#### TASK GOAL
Reproduce the passage on animal pose estimation word for word, between "We highlighted important" and "(Tran et al., 2018).", inclusive.

** Opening STUDY TEXT block **

While our results offer a good-faith comparison of the available methods for animal pose estimation, there is inherent uncertainty that we have attempted to account for but may still bias our conclusions. For example, deep learning models are trained using stochastic algorithms that give different results with each replicate, and the Bayesian statistical methods we use for comparison are explicitly probabilistic in nature. There is also great variability across hardware and software configurations when using these models in practice (Mathis and Warren, 2018), so performance may change across experimental setups. Additionally, we demonstrated that some models may perform better than others for specific applications (Appendix Figure 7), and to account for this, our toolkit offers researchers the ability to choose the model that best suits their requirements—including LEAP (Pereira et al., 2019) and DeepLabCut (Mathis et al., 2018).
We highlighted important considerations when using CNNs for pose estimation and reviewed the progress of fully-convolutional regression models from the literature. Recent advancements for these models have been driven mostly by a strategy of adding more connections between layers to increase performance and efficiency (e.g. Jégou et al. 2017). New fundamentally-different models (Sabour et al., 2017) and loss functions (Chen et al., 2017) may provide further performance improvements. Recent work (e.g. Weigert et al. 2018; Roy et al. 2018) has also shown that future progress may require more mathematically-principled approaches such as applying probabilistic concepts (Kendall and Gal, 2017) and Bayesian inference at scale (Tran et al., 2018).

** Closing STUDY TEXT block **
** Opening INPUT DATA block **

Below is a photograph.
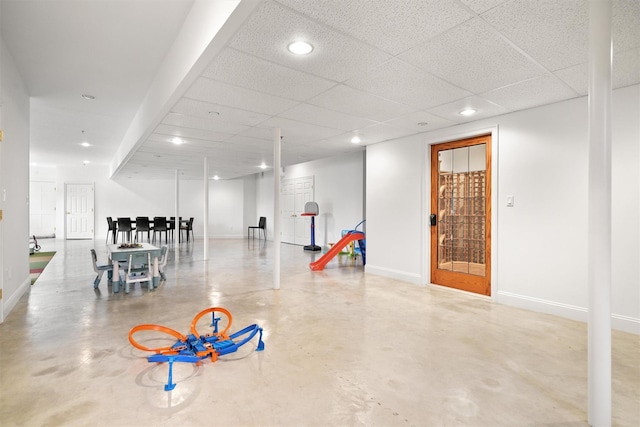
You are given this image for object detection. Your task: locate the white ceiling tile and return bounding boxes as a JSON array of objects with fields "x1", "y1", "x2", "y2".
[
  {"x1": 155, "y1": 124, "x2": 232, "y2": 145},
  {"x1": 278, "y1": 0, "x2": 472, "y2": 55},
  {"x1": 400, "y1": 19, "x2": 544, "y2": 93},
  {"x1": 460, "y1": 0, "x2": 511, "y2": 13},
  {"x1": 482, "y1": 74, "x2": 579, "y2": 111},
  {"x1": 553, "y1": 64, "x2": 589, "y2": 95},
  {"x1": 384, "y1": 111, "x2": 456, "y2": 132},
  {"x1": 203, "y1": 49, "x2": 335, "y2": 101},
  {"x1": 482, "y1": 1, "x2": 589, "y2": 71},
  {"x1": 358, "y1": 123, "x2": 416, "y2": 144},
  {"x1": 611, "y1": 47, "x2": 640, "y2": 88},
  {"x1": 553, "y1": 48, "x2": 640, "y2": 95},
  {"x1": 308, "y1": 85, "x2": 415, "y2": 121},
  {"x1": 261, "y1": 117, "x2": 343, "y2": 144},
  {"x1": 611, "y1": 0, "x2": 640, "y2": 52},
  {"x1": 279, "y1": 104, "x2": 376, "y2": 131},
  {"x1": 168, "y1": 98, "x2": 271, "y2": 126},
  {"x1": 230, "y1": 2, "x2": 391, "y2": 82},
  {"x1": 162, "y1": 113, "x2": 249, "y2": 134},
  {"x1": 185, "y1": 77, "x2": 297, "y2": 115},
  {"x1": 429, "y1": 96, "x2": 509, "y2": 123},
  {"x1": 344, "y1": 59, "x2": 471, "y2": 110}
]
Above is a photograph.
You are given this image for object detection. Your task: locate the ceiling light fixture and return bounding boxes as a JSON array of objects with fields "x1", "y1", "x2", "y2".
[{"x1": 287, "y1": 41, "x2": 313, "y2": 55}]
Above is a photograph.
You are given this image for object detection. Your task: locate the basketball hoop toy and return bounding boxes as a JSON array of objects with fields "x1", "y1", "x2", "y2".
[{"x1": 300, "y1": 202, "x2": 322, "y2": 252}]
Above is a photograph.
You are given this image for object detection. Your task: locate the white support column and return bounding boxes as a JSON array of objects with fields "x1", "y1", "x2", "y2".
[
  {"x1": 173, "y1": 169, "x2": 180, "y2": 251},
  {"x1": 205, "y1": 157, "x2": 209, "y2": 261},
  {"x1": 588, "y1": 0, "x2": 612, "y2": 427},
  {"x1": 273, "y1": 128, "x2": 282, "y2": 289}
]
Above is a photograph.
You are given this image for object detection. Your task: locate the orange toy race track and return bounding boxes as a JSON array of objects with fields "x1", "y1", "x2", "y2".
[{"x1": 309, "y1": 231, "x2": 364, "y2": 271}]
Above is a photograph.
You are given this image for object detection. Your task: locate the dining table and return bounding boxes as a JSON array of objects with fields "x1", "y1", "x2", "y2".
[{"x1": 107, "y1": 243, "x2": 162, "y2": 294}]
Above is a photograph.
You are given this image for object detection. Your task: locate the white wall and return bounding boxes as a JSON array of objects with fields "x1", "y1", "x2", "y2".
[
  {"x1": 282, "y1": 152, "x2": 366, "y2": 246},
  {"x1": 367, "y1": 86, "x2": 640, "y2": 333},
  {"x1": 0, "y1": 38, "x2": 31, "y2": 322},
  {"x1": 366, "y1": 140, "x2": 428, "y2": 284}
]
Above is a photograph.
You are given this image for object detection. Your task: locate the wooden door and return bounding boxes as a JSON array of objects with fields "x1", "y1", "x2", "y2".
[
  {"x1": 65, "y1": 184, "x2": 94, "y2": 239},
  {"x1": 280, "y1": 176, "x2": 314, "y2": 245},
  {"x1": 430, "y1": 135, "x2": 491, "y2": 295}
]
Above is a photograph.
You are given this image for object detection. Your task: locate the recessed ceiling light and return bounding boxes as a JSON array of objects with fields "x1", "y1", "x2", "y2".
[{"x1": 287, "y1": 41, "x2": 313, "y2": 55}]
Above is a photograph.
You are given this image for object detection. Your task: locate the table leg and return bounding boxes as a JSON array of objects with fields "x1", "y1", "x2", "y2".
[
  {"x1": 153, "y1": 257, "x2": 160, "y2": 288},
  {"x1": 111, "y1": 261, "x2": 120, "y2": 293}
]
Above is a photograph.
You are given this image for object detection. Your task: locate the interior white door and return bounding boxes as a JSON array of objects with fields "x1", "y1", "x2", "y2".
[
  {"x1": 280, "y1": 176, "x2": 314, "y2": 245},
  {"x1": 295, "y1": 177, "x2": 314, "y2": 245},
  {"x1": 280, "y1": 179, "x2": 296, "y2": 243},
  {"x1": 29, "y1": 181, "x2": 56, "y2": 237},
  {"x1": 65, "y1": 184, "x2": 94, "y2": 239}
]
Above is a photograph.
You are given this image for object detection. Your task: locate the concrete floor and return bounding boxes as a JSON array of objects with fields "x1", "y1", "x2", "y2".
[{"x1": 0, "y1": 239, "x2": 640, "y2": 427}]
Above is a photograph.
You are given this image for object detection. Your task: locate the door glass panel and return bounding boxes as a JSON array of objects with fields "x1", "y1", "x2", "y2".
[{"x1": 438, "y1": 144, "x2": 486, "y2": 276}]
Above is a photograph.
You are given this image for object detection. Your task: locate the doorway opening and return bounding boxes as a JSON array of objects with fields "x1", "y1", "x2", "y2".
[{"x1": 429, "y1": 135, "x2": 491, "y2": 295}]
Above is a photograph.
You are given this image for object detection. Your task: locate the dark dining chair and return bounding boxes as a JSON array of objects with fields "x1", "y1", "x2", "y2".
[
  {"x1": 105, "y1": 216, "x2": 118, "y2": 244},
  {"x1": 247, "y1": 216, "x2": 267, "y2": 240},
  {"x1": 118, "y1": 218, "x2": 135, "y2": 242},
  {"x1": 136, "y1": 216, "x2": 151, "y2": 242},
  {"x1": 180, "y1": 217, "x2": 195, "y2": 243},
  {"x1": 153, "y1": 216, "x2": 169, "y2": 243},
  {"x1": 167, "y1": 216, "x2": 176, "y2": 242}
]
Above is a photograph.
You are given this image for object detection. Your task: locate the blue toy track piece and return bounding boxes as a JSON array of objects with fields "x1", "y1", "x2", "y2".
[{"x1": 129, "y1": 307, "x2": 264, "y2": 391}]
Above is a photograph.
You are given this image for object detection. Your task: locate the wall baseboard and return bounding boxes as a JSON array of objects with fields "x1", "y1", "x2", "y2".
[
  {"x1": 495, "y1": 291, "x2": 640, "y2": 335},
  {"x1": 0, "y1": 275, "x2": 31, "y2": 323},
  {"x1": 364, "y1": 264, "x2": 423, "y2": 285}
]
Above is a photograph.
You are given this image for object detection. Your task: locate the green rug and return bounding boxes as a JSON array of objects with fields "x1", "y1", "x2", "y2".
[{"x1": 29, "y1": 251, "x2": 56, "y2": 285}]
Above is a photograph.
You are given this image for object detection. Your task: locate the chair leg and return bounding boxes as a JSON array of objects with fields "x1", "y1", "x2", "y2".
[{"x1": 93, "y1": 271, "x2": 104, "y2": 289}]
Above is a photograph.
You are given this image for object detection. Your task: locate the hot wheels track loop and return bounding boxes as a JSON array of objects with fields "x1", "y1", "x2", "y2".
[{"x1": 129, "y1": 307, "x2": 264, "y2": 391}]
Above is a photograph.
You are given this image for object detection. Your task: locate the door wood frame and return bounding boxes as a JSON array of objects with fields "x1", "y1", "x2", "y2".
[{"x1": 425, "y1": 135, "x2": 497, "y2": 296}]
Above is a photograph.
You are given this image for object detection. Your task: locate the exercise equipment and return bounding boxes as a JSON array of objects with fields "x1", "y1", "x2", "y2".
[
  {"x1": 300, "y1": 202, "x2": 322, "y2": 252},
  {"x1": 129, "y1": 307, "x2": 264, "y2": 391}
]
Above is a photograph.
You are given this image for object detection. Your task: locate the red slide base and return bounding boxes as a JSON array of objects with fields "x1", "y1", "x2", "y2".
[{"x1": 309, "y1": 231, "x2": 364, "y2": 271}]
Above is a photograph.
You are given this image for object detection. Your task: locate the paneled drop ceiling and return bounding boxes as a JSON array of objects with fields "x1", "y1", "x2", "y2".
[{"x1": 0, "y1": 0, "x2": 640, "y2": 179}]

** Closing INPUT DATA block **

#### PROBLEM SOLUTION
We highlighted important considerations when using CNNs for pose estimation and reviewed the progress of fully-convolutional regression models from the literature. Recent advancements for these models have been driven mostly by a strategy of adding more connections between layers to increase performance and efficiency (e.g. Jégou et al. 2017). New fundamentally-different models (Sabour et al., 2017) and loss functions (Chen et al., 2017) may provide further performance improvements. Recent work (e.g. Weigert et al. 2018; Roy et al. 2018) has also shown that future progress may require more mathematically-principled approaches such as applying probabilistic concepts (Kendall and Gal, 2017) and Bayesian inference at scale (Tran et al., 2018).